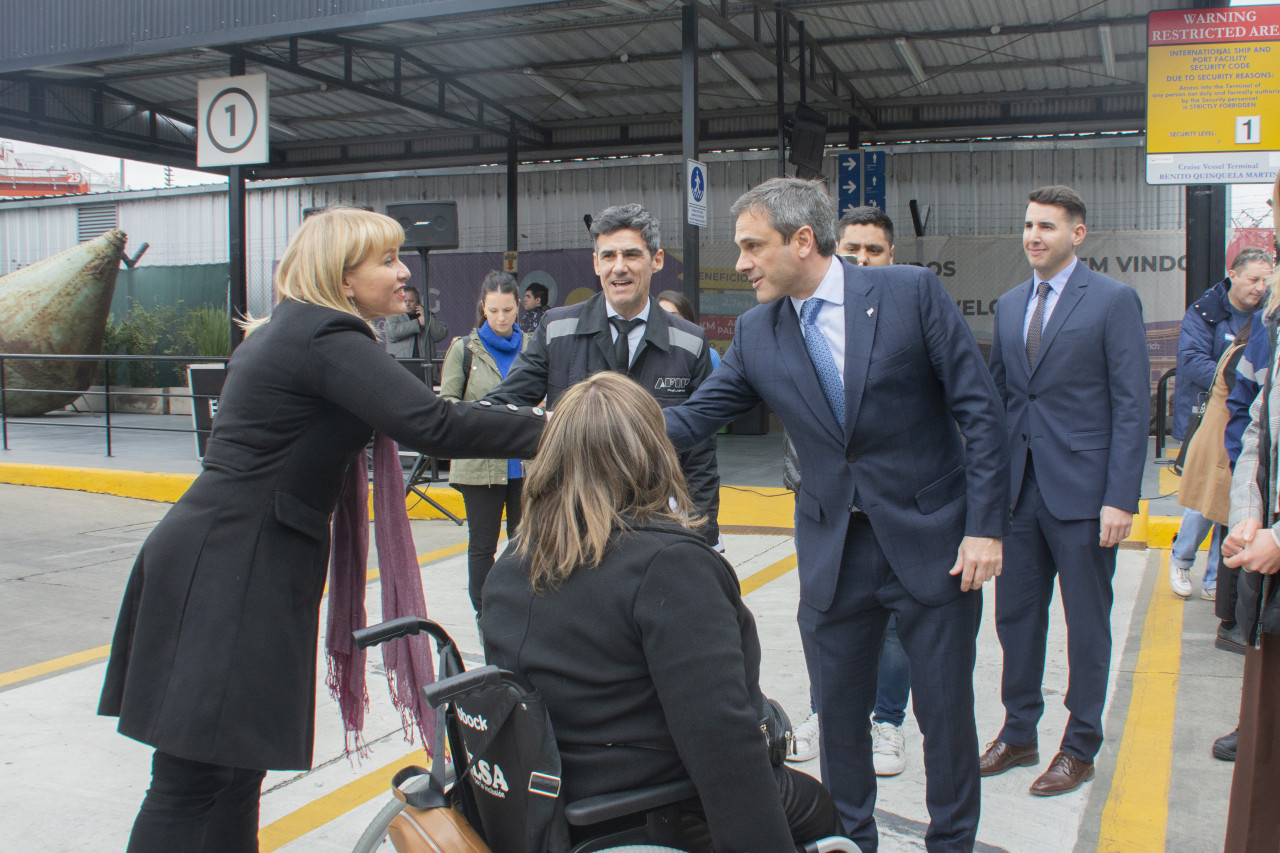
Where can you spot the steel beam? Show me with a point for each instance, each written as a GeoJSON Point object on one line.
{"type": "Point", "coordinates": [689, 132]}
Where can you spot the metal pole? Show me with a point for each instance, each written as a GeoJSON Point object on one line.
{"type": "Point", "coordinates": [238, 278]}
{"type": "Point", "coordinates": [1206, 236]}
{"type": "Point", "coordinates": [689, 146]}
{"type": "Point", "coordinates": [106, 400]}
{"type": "Point", "coordinates": [4, 414]}
{"type": "Point", "coordinates": [512, 188]}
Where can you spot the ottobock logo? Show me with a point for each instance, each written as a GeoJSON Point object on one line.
{"type": "Point", "coordinates": [476, 723]}
{"type": "Point", "coordinates": [671, 384]}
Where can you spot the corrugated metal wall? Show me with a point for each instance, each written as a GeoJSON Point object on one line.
{"type": "Point", "coordinates": [976, 188]}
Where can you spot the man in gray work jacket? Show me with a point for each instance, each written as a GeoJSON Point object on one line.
{"type": "Point", "coordinates": [622, 328]}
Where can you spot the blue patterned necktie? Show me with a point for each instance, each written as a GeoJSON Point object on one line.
{"type": "Point", "coordinates": [819, 352]}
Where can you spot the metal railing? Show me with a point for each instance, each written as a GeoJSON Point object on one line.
{"type": "Point", "coordinates": [105, 395]}
{"type": "Point", "coordinates": [426, 369]}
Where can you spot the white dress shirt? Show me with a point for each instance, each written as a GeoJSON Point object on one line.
{"type": "Point", "coordinates": [831, 318]}
{"type": "Point", "coordinates": [636, 332]}
{"type": "Point", "coordinates": [1055, 290]}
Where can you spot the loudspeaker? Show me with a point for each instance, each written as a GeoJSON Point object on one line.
{"type": "Point", "coordinates": [808, 140]}
{"type": "Point", "coordinates": [428, 224]}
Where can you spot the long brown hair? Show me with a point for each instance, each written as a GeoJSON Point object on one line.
{"type": "Point", "coordinates": [603, 460]}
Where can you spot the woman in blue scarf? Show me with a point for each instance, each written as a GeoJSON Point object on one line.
{"type": "Point", "coordinates": [474, 366]}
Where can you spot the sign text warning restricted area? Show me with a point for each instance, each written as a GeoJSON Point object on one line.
{"type": "Point", "coordinates": [1212, 94]}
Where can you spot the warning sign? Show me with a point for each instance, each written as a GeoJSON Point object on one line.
{"type": "Point", "coordinates": [1214, 87]}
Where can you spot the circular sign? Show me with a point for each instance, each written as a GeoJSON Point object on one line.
{"type": "Point", "coordinates": [696, 183]}
{"type": "Point", "coordinates": [231, 119]}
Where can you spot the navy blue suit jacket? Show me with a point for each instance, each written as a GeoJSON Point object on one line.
{"type": "Point", "coordinates": [923, 452]}
{"type": "Point", "coordinates": [1084, 407]}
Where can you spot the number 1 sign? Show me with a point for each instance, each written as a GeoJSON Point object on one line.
{"type": "Point", "coordinates": [232, 121]}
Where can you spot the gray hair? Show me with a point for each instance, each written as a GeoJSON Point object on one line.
{"type": "Point", "coordinates": [791, 204]}
{"type": "Point", "coordinates": [627, 217]}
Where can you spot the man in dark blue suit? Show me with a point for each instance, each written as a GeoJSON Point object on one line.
{"type": "Point", "coordinates": [1070, 360]}
{"type": "Point", "coordinates": [900, 437]}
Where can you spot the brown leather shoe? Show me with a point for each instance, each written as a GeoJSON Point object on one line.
{"type": "Point", "coordinates": [1001, 756]}
{"type": "Point", "coordinates": [1065, 774]}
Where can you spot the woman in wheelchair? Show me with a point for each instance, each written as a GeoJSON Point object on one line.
{"type": "Point", "coordinates": [634, 630]}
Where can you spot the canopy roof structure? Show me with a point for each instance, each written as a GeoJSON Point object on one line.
{"type": "Point", "coordinates": [374, 85]}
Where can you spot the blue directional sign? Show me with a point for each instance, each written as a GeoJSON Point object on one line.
{"type": "Point", "coordinates": [850, 181]}
{"type": "Point", "coordinates": [860, 176]}
{"type": "Point", "coordinates": [698, 199]}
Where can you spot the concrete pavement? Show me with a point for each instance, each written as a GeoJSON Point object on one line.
{"type": "Point", "coordinates": [67, 555]}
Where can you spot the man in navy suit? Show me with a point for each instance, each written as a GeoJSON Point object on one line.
{"type": "Point", "coordinates": [1070, 360]}
{"type": "Point", "coordinates": [900, 437]}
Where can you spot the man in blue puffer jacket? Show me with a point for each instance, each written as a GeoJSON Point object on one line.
{"type": "Point", "coordinates": [1208, 328]}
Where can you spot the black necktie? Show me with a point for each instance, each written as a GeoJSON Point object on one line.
{"type": "Point", "coordinates": [1034, 331]}
{"type": "Point", "coordinates": [621, 349]}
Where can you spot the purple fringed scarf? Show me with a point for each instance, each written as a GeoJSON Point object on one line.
{"type": "Point", "coordinates": [407, 661]}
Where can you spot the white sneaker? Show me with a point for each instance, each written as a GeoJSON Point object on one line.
{"type": "Point", "coordinates": [804, 739]}
{"type": "Point", "coordinates": [888, 749]}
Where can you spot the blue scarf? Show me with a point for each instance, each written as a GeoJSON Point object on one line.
{"type": "Point", "coordinates": [503, 350]}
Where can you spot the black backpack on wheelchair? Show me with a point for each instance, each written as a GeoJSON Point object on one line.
{"type": "Point", "coordinates": [503, 744]}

· · · ·

Please turn the material from the line holding "Where can you spot the black backpack" through its end, inclusive, into a numbered list, omitting any blank lines.

## Response below
1. Where can you spot the black backpack on wheelchair? Show me with a point for each instance, each written as a GeoJSON Point object on one line.
2. {"type": "Point", "coordinates": [503, 744]}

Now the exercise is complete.